START Page excerpt

I have two friends, one who had stem cell treatment several months ago and one who is just starting. Bob just got the news all of us Members of the Club long to hear, "No evidence of disease." I hope I report the same for Mac before the maple leafs have fallen in his native Ontario.

Monday, April 29, 2013

When Living WIth Cancer Isn't All That Fun

You know I'm a fan of Living with cancer. Not only living with vs. dying from, but I mean truly Living, experiencing life to the fullest. That's why I wanted to take Marcie with me to Paris earlier this year, why I've wanted to run half-marathons at a pace I would have been embarrassed about not long ago, and why I've tried to be a better dad, more present, more involved.

Living with cancer has its downsides, too. It means not using cancer as a excuse when unpleasant things lie in your path. Case in point - I'm writing this from Room 686 at Piedmont Hospital, where my father has been a resident since last Wednesday. He'd fallen 3 times in a week, despite having his walker next to him. Turns out he has a condition called Congestive Heart Failure, which sounds much more imminently deadly than it is. In fact, he's had it for two years now, which was news to me. But that's a story for another day.

END Page excerpt

(Apply what you read):
1. From the blog post on living with cancer, extract word for word the passage starting with "Living with cancer has" and going on through "for another day.".
2. Extend the blog post on living with cancer, picking up right after its final sentence.

START Excerpted data

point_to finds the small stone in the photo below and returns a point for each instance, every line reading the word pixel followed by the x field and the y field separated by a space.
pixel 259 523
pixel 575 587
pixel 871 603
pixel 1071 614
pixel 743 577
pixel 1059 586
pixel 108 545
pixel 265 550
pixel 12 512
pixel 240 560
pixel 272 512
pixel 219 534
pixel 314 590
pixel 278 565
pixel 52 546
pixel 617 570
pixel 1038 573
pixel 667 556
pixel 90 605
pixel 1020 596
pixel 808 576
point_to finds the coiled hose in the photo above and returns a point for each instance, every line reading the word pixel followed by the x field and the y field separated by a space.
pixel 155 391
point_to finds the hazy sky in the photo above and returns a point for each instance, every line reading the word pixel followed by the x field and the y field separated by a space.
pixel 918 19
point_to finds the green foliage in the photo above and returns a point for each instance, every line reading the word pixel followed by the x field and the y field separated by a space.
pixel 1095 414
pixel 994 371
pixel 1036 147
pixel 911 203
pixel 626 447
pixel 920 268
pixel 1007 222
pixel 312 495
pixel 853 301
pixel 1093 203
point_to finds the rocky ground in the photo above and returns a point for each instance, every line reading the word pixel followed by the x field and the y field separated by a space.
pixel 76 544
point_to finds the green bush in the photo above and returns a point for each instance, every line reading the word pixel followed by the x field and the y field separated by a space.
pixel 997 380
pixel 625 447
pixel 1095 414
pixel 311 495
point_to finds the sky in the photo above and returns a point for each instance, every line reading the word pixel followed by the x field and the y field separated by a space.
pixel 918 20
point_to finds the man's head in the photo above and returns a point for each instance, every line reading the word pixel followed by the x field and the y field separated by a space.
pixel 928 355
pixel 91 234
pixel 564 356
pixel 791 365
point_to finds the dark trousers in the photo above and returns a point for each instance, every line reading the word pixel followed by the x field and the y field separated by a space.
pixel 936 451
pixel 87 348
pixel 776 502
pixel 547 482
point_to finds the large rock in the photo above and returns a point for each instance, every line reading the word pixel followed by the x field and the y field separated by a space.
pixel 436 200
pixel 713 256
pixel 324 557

END Excerpted data

(Answers by item number):
1.
Living with cancer has its downsides, too. It means not using cancer as a excuse when unpleasant things lie in your path. Case in point - I'm writing this from Room 686 at Piedmont Hospital, where my father has been a resident since last Wednesday. He'd fallen 3 times in a week, despite having his walker next to him. Turns out he has a condition called Congestive Heart Failure, which sounds much more imminently deadly than it is. In fact, he's had it for two years now, which was news to me. But that's a story for another day.

2.
He's doing better and will leave here for a two to three week stay in a rehab facility to regain his strength. The unpleasant part is what comes next. The doctors have told him it's no longer safe for him to live on his own. He's 84 years old, has lived in his current house for 40 years and, understandably,  doesn't want to leave.

We've been building the case with him for the last 2 years, and even have him on the wait list at a nearby community that offers both independent and assisted living options. (Waiting lists in a place like that are a rather morbid concept when you think about it.) I want it to be his decision, his choice. But I have to be prepared to make the decision for him, for his own good. It's one of those child-becomes-the-parent situations, and it sucks. Fortunately, I have Marcie and my sister to help.

It can be a bit depressing, watching your parents age less than gracefully. And it's hit me pretty hard of late. But that's part of life, and part of the price I have to pay if I want to keep on Living.






Monday, April 8, 2013

Chemo Myths Debunked

I am the Great Debunker of Chemo Myths. I'm like the Amazing Randi of tumor treatments. Allow me to explain.

Myth #1 - Chemo Makes You Lose Weight

Not always. Since about my junior year of high school, I weighed between 170 and 175 lbs. I dipped down to about 160 after having a foot of colon removed when I was 38, but I quickly bounced back to my normal level, and stayed there until very recently. Last Fall, I began to add pounds, and inches, while on chemo. A couple months ago I topped out at 191. Some of that was probably the lack of exercise, not the chemo directly, but still.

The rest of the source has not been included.